Work to complete
Retype each entry below exactly as it stands.

Data records
— begin —
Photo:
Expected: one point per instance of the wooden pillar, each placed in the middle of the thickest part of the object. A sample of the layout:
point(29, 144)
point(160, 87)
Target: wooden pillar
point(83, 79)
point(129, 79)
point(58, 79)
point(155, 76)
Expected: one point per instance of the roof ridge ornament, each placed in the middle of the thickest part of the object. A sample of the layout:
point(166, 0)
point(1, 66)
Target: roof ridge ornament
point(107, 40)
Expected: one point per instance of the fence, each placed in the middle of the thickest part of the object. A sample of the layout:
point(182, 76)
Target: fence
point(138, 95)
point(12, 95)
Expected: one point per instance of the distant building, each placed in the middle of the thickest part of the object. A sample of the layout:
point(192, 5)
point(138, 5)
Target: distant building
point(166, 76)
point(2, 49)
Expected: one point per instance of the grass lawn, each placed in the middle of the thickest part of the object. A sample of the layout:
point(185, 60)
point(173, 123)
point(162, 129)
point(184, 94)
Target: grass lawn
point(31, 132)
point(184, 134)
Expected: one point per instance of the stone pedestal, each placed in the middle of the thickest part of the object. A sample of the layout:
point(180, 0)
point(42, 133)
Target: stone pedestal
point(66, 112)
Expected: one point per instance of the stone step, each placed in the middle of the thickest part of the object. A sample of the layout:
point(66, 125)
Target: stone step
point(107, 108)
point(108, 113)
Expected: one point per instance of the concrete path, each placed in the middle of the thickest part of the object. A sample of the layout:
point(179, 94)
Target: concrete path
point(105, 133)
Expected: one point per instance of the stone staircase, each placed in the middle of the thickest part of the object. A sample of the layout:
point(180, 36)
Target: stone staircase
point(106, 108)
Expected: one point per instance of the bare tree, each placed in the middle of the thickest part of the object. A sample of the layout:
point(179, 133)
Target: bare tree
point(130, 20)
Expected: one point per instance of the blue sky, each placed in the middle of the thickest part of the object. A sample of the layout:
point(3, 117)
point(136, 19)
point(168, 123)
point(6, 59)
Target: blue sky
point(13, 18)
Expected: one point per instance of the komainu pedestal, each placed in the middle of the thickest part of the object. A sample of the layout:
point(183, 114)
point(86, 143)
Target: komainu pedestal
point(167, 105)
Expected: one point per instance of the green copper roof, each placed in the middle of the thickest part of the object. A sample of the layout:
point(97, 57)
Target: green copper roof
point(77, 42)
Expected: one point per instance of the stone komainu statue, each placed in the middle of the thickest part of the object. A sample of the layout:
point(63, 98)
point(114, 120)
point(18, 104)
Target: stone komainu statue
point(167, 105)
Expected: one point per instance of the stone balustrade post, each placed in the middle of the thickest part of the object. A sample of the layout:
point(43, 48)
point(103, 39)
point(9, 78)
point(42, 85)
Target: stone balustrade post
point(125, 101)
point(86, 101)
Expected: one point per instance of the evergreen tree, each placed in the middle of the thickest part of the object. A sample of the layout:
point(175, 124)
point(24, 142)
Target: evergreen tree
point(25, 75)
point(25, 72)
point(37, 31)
— end —
Written answer
Photo:
Expected: one point per instance of the wooden pillar, each placed in the middle of the thickest part of the object. A sample of the layout:
point(29, 144)
point(160, 87)
Target: wooden pillar
point(83, 79)
point(129, 79)
point(58, 79)
point(155, 76)
Expected: one point per instance of the roof ridge ornament, each placed in the middle of the thickest part of the object. A sample of the layout:
point(166, 0)
point(1, 66)
Target: roof ridge ornament
point(107, 40)
Expected: one point per instance of the fence, each placed in the middle of the thickest part of the object. A sample of the layout:
point(182, 76)
Target: fence
point(138, 95)
point(12, 95)
Expected: one point per instance of the distant building, each placed in the middle of the thickest part of the object. A sample of the layout:
point(192, 5)
point(138, 5)
Target: distant building
point(166, 76)
point(2, 49)
Expected: one point per instance of the grass lawn, each placed in the middle of the thickest part of the object. A sample of the layout:
point(185, 60)
point(173, 123)
point(162, 129)
point(184, 94)
Target: grass lawn
point(31, 132)
point(184, 134)
Expected: one point per instance of the stone pedestal, each placed in the middle of the thickest part of the object. A sample of the layout:
point(180, 0)
point(42, 133)
Target: stone pedestal
point(66, 112)
Expected: one point per instance of the stone step, each placed in the middle of the thickest part of the object. A sample of the layout:
point(66, 125)
Target: stone step
point(107, 108)
point(108, 113)
Expected: one point per instance of the concrete path, each placed in the middle of the thickest part of the object. A sample of the layout:
point(179, 94)
Target: concrete path
point(105, 133)
Expected: one point per instance of the stone staircase, each placed in the middle of the thickest part of the object. A sample of the layout:
point(180, 36)
Target: stone staircase
point(106, 108)
Expected: one point per instance of the bare tree, each placed in the middle of the thickest part of the object. A sample of the layout:
point(179, 133)
Target: bare tree
point(130, 20)
Expected: one point per instance of the blue sky, each placed in the middle of the thickest part of the object. A sample of the layout:
point(3, 117)
point(136, 19)
point(168, 123)
point(6, 59)
Target: blue sky
point(13, 18)
Expected: one point per instance of the komainu pedestal, each placed in the middle of the thickest part of the object. A sample of the layout:
point(183, 114)
point(86, 143)
Target: komainu pedestal
point(167, 105)
Expected: one point per instance of the green copper roof, each placed in the middle of the thickest part of the object. A sample of the layout:
point(97, 57)
Target: green copper roof
point(77, 42)
Expected: one point per instance of the stone komainu statue, each placed in the middle of the thickest part of the object. A sample of the layout:
point(63, 98)
point(114, 120)
point(18, 104)
Target: stone komainu statue
point(167, 105)
Expected: one point per instance of the stone balustrade post, each placed in the middle of the thickest part of the object. A sample of the layout:
point(43, 48)
point(103, 39)
point(9, 78)
point(42, 85)
Target: stone balustrade post
point(125, 101)
point(86, 101)
Expected: one point per instance of the evergreen tree, each placed in the middle of the thickest part of the object. A sample of the layout:
point(175, 124)
point(24, 142)
Target: evergreen tree
point(25, 75)
point(25, 72)
point(37, 31)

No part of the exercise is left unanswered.